**Input records:**
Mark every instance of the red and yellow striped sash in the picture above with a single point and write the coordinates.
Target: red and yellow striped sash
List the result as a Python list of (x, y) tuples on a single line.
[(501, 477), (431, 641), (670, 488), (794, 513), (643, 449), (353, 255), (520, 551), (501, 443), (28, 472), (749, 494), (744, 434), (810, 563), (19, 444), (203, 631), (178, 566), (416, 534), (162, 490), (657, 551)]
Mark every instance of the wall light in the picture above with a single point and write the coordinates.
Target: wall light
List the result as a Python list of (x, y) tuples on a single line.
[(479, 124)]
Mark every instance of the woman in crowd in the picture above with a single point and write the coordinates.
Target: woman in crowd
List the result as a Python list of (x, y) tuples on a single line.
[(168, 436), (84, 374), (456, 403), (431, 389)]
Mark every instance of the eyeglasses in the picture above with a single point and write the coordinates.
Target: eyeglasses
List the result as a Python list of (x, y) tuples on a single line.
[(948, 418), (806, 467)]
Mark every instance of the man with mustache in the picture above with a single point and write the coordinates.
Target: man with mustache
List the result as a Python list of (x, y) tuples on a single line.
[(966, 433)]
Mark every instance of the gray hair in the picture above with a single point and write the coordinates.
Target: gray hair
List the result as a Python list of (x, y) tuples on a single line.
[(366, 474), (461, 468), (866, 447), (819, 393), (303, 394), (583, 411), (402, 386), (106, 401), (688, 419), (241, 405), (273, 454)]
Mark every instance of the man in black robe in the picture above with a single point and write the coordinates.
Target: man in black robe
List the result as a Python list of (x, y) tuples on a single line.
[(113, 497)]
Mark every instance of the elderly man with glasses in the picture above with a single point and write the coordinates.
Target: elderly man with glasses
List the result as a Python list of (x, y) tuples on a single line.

**Exercise directions:** Extract, from the material above, each line holding the word "yellow".

**Written response:**
Mark every instance of the red and yellow striped sash in the picture above with a single point and write the coordinates.
Target: red and yellow striped sash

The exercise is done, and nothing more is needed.